Task instructions:
Leave out the pictures, and quote exactly the lines running from the one with "Can you locate the finger" through the last line of the entries below.

Provided data:
* start *

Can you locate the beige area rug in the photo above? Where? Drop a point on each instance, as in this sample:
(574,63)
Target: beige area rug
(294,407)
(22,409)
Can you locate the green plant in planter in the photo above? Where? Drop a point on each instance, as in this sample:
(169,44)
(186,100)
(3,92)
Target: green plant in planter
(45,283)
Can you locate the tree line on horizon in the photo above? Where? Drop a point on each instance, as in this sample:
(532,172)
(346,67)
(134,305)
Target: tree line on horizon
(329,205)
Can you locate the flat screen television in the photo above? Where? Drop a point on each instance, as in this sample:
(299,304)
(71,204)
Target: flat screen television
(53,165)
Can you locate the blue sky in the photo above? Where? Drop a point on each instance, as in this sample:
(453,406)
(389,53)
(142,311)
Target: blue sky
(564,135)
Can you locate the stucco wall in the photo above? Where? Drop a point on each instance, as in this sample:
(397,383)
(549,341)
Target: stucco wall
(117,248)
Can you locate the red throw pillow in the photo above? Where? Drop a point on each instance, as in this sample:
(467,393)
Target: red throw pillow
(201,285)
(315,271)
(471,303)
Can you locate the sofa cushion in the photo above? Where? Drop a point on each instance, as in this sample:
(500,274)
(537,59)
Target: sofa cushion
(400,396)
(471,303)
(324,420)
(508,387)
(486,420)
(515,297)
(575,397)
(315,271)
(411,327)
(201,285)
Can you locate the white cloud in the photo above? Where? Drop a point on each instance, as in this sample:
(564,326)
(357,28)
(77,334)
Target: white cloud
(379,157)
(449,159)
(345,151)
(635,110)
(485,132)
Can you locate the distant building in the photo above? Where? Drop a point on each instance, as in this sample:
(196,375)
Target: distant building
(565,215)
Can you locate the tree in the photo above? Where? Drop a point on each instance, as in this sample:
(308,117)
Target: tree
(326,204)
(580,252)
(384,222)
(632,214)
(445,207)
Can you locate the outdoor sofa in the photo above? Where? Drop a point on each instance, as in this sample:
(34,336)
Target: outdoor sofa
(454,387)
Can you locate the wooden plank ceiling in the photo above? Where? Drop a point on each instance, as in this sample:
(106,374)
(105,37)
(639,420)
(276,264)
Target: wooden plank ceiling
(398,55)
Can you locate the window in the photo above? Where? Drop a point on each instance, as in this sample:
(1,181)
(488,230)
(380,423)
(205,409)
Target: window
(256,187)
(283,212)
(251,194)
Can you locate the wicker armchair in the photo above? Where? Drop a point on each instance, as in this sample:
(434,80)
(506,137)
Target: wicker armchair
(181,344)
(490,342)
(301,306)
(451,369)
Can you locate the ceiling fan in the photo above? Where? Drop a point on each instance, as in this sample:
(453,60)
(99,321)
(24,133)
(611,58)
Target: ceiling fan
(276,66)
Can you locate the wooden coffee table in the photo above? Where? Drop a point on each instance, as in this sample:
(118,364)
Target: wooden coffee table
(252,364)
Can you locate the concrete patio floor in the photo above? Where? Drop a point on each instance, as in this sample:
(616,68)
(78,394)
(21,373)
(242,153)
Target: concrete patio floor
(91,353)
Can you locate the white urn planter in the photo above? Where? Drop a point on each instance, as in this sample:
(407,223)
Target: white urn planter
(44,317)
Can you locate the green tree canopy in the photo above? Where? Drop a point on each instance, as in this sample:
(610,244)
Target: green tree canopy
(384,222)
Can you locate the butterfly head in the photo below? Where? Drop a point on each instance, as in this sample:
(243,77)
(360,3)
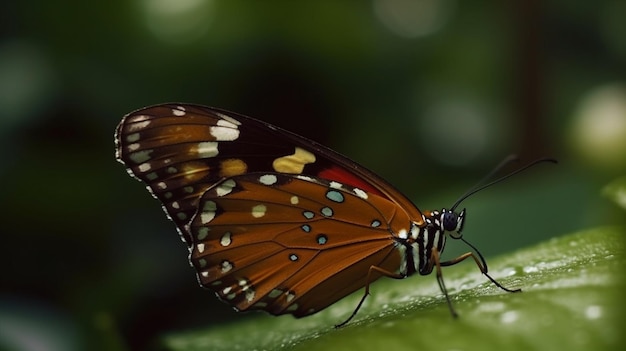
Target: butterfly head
(452,222)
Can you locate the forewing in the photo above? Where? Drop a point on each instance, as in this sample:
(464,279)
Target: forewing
(290,244)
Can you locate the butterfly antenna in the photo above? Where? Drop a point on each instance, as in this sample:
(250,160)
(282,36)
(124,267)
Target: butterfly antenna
(480,185)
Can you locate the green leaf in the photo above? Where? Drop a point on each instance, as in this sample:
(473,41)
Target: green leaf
(571,300)
(616,191)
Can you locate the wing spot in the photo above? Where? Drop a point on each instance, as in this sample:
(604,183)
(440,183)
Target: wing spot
(140,156)
(224,133)
(258,211)
(334,195)
(268,179)
(233,167)
(327,211)
(403,234)
(179,111)
(250,293)
(207,149)
(144,167)
(202,233)
(131,138)
(336,185)
(293,164)
(138,126)
(322,239)
(207,216)
(275,293)
(226,239)
(225,188)
(360,193)
(226,266)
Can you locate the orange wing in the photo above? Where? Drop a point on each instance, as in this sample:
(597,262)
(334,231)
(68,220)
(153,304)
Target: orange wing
(291,244)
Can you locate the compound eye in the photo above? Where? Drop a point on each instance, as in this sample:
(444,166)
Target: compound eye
(449,220)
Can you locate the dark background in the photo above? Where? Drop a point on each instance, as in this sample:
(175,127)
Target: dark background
(429,94)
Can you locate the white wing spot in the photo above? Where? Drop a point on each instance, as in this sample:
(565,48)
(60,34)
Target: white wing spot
(144,167)
(403,234)
(226,239)
(139,118)
(140,156)
(206,217)
(226,266)
(225,187)
(179,111)
(250,294)
(327,211)
(203,232)
(336,185)
(227,119)
(268,179)
(207,149)
(334,195)
(138,126)
(224,133)
(258,211)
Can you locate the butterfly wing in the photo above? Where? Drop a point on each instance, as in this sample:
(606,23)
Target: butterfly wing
(290,244)
(180,151)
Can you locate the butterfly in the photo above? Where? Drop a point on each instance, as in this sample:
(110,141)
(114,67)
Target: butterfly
(277,222)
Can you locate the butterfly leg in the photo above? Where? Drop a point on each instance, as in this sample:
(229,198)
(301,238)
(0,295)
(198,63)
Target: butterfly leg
(369,279)
(482,265)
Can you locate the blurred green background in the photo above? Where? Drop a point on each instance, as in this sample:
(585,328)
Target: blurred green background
(429,94)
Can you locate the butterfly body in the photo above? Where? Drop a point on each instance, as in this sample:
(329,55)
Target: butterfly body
(274,221)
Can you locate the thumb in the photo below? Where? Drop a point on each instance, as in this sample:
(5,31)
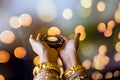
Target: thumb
(76,39)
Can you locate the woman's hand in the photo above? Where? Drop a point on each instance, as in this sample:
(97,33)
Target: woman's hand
(68,53)
(46,53)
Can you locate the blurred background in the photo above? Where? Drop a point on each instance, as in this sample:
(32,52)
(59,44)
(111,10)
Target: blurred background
(98,21)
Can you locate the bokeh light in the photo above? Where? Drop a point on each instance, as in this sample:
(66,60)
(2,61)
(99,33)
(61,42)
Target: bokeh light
(108,75)
(119,5)
(119,35)
(87,49)
(83,12)
(14,22)
(117,57)
(46,10)
(67,13)
(81,29)
(53,31)
(97,75)
(105,60)
(87,64)
(111,24)
(4,56)
(36,60)
(101,6)
(101,27)
(7,37)
(108,32)
(2,77)
(102,49)
(20,52)
(25,20)
(117,16)
(86,3)
(116,73)
(117,46)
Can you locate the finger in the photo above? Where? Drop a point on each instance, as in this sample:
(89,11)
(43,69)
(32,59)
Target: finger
(41,36)
(77,36)
(31,38)
(65,38)
(37,38)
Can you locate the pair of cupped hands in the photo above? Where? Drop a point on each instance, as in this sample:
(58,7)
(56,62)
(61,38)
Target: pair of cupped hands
(67,53)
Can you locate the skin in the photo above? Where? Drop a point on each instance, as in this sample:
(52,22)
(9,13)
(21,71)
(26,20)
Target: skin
(67,53)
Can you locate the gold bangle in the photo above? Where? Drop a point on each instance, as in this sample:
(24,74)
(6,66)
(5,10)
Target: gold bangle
(46,66)
(73,70)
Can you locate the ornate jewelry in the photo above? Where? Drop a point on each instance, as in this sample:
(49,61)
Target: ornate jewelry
(54,41)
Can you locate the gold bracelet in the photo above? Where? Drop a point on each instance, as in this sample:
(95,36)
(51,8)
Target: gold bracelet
(73,70)
(46,66)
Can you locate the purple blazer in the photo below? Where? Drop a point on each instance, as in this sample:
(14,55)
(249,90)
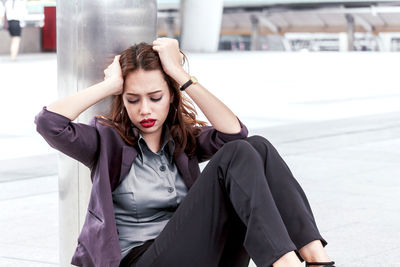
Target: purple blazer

* end *

Task output:
Can you locate the finger in the photo above? Where? Drop a point on each instance, as in this sample:
(89,11)
(43,69)
(32,59)
Target: finger
(41,36)
(77,36)
(31,38)
(65,38)
(37,38)
Can you locate the pair of cupped hands in the photo above? Where? Drop a point on each instance, as in this sample:
(58,7)
(56,62)
(61,38)
Target: pair of cupped hands
(67,53)
Can you locate the skin in the photo above? Where? Drop a point on each instance, as in this sample:
(52,22)
(9,13)
(21,71)
(26,20)
Target: skin
(67,53)
Can you locate the gold bangle in the photo above? Where? Drop a point on each instance, as in this sample:
(24,74)
(6,66)
(5,10)
Target: gold bangle
(46,66)
(73,70)
Can you locate the ornate jewelry in the photo above? Where? Drop a point on each instance, as in this sample:
(49,61)
Target: ornate jewelry
(54,41)
Can you locate the gold bracelet in the photo above? Where? Drop a point on each instance, as in this sample:
(95,36)
(51,8)
Target: gold bracelet
(73,70)
(46,66)
Can you locate the purple blazer in the photo below? Where? Drop a point on each instance, as in this sample:
(14,55)
(249,90)
Target: purple blazer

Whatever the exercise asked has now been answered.